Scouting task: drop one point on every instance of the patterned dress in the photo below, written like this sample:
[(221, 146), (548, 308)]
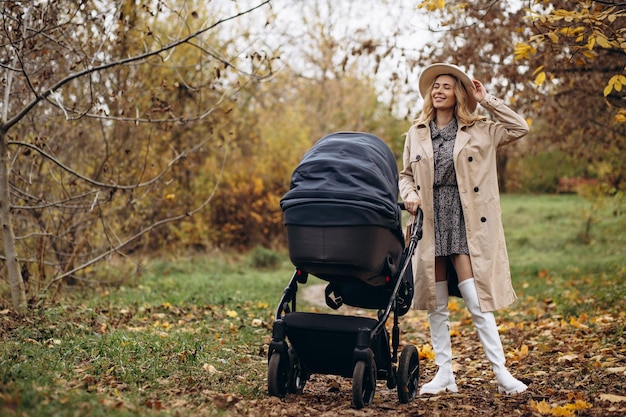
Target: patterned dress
[(450, 234)]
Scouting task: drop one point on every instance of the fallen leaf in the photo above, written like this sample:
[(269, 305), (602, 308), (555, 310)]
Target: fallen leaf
[(613, 398)]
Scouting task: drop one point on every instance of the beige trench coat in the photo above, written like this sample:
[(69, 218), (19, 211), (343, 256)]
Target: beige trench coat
[(475, 164)]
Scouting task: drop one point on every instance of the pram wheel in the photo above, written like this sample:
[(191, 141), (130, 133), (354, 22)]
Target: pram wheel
[(277, 376), (363, 384), (297, 378), (408, 374)]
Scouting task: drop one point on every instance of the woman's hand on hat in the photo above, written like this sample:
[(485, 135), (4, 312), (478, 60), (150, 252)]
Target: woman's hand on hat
[(479, 90), (412, 204)]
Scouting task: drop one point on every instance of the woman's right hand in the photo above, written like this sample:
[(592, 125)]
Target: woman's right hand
[(412, 204)]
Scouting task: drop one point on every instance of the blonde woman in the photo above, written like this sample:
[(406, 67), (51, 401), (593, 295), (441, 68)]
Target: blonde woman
[(449, 170)]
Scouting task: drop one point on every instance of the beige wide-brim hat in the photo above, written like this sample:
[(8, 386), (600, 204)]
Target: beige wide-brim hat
[(431, 72)]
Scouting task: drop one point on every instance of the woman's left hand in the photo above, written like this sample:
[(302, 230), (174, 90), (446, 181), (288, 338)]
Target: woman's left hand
[(479, 91)]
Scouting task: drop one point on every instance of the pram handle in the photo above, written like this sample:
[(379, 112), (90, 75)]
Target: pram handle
[(419, 213)]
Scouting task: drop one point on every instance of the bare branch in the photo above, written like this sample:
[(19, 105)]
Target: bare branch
[(43, 95)]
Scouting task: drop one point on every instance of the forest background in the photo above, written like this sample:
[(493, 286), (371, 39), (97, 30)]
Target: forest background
[(138, 129)]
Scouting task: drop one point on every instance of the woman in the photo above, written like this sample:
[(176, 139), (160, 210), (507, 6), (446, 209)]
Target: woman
[(450, 172)]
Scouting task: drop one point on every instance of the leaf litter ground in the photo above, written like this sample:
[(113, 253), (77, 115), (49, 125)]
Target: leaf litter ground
[(574, 367)]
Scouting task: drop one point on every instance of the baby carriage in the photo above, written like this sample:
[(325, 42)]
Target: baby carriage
[(344, 226)]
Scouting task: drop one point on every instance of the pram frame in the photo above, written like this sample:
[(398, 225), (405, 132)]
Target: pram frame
[(286, 374)]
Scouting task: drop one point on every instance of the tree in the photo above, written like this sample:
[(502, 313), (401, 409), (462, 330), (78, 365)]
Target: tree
[(98, 105)]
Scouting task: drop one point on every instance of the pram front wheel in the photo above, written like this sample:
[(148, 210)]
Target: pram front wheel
[(363, 384), (297, 377), (277, 376), (408, 374)]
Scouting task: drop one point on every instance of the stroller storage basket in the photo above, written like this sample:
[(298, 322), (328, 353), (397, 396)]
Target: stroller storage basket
[(325, 342)]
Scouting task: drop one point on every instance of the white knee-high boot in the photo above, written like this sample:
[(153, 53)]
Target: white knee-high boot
[(439, 322), (487, 329)]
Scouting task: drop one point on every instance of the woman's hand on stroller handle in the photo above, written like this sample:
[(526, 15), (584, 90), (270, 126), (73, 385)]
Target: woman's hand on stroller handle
[(411, 205)]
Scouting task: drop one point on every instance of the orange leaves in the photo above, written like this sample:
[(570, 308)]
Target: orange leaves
[(615, 83), (519, 354), (426, 352), (567, 410)]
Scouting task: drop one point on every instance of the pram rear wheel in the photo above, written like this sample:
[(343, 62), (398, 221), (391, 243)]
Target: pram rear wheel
[(408, 374), (363, 384), (277, 376)]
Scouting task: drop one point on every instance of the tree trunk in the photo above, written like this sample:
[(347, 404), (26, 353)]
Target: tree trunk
[(18, 293)]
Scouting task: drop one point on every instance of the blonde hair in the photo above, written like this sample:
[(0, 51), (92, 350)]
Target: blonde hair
[(464, 115)]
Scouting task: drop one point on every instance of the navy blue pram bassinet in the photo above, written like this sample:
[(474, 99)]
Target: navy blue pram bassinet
[(342, 215), (344, 225)]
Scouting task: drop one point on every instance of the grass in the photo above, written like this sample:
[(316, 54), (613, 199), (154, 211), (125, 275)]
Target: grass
[(557, 258), (191, 334)]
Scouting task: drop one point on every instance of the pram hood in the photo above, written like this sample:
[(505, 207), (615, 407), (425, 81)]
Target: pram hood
[(345, 179)]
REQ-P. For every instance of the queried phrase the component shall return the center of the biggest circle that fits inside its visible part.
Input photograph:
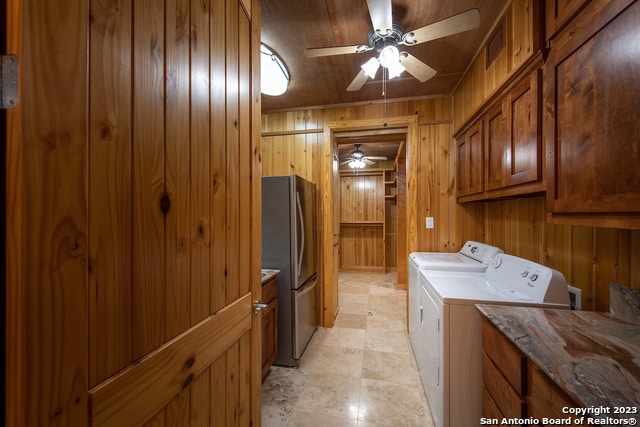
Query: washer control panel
(540, 283)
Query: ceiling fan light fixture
(357, 164)
(274, 75)
(389, 56)
(371, 67)
(395, 69)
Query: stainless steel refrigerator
(289, 245)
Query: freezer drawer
(305, 322)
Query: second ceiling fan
(358, 160)
(385, 37)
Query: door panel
(132, 212)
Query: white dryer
(451, 366)
(473, 256)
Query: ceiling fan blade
(380, 11)
(358, 82)
(416, 68)
(455, 24)
(314, 52)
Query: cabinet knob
(258, 306)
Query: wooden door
(133, 222)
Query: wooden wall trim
(133, 396)
(292, 132)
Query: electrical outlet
(575, 297)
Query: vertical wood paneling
(217, 138)
(582, 265)
(244, 170)
(218, 392)
(137, 202)
(110, 174)
(178, 182)
(148, 177)
(233, 153)
(199, 236)
(52, 238)
(200, 400)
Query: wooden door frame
(410, 123)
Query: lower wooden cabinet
(269, 324)
(513, 386)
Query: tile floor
(361, 372)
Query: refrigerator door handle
(299, 206)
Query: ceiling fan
(385, 37)
(358, 160)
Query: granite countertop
(268, 274)
(594, 357)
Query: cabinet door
(497, 135)
(558, 13)
(470, 161)
(593, 124)
(523, 149)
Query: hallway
(361, 372)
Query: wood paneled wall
(134, 246)
(482, 79)
(590, 258)
(290, 143)
(362, 222)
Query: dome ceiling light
(274, 75)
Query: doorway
(406, 194)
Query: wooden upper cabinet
(559, 13)
(470, 161)
(497, 132)
(523, 152)
(593, 118)
(511, 143)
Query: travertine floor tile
(359, 373)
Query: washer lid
(445, 261)
(473, 256)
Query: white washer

To do. Set down precisely the lines above between the line holding "the blonde woman" and the line holding "[(19, 105)]", inclusive, and nothing beyond them.

Finished task.
Scouting task: drop one point on every instance of the blonde woman in the photo above, written like this sample:
[(406, 67), (51, 401), (593, 295), (441, 68)]
Target: blonde woman
[(449, 170)]
Scouting task: drop one point on every instance of the beige wide-brim hat in the photo above, written like this sample:
[(8, 386), (600, 204)]
Target: beige wide-brim hat
[(431, 72)]
Scouting task: drop one point on every instance of the woman's left hand in the photo above, written like this sample:
[(302, 230), (174, 90), (446, 181), (288, 338)]
Target: woman's left hand
[(479, 91)]
Scouting task: drop one point on every instance of the pram handle in the photo above, written like this sample:
[(379, 112), (90, 75)]
Target: pram handle
[(419, 213)]
Scouting task: drop one point on every instance of the bare branch in the photo above, written like this sample:
[(19, 105)]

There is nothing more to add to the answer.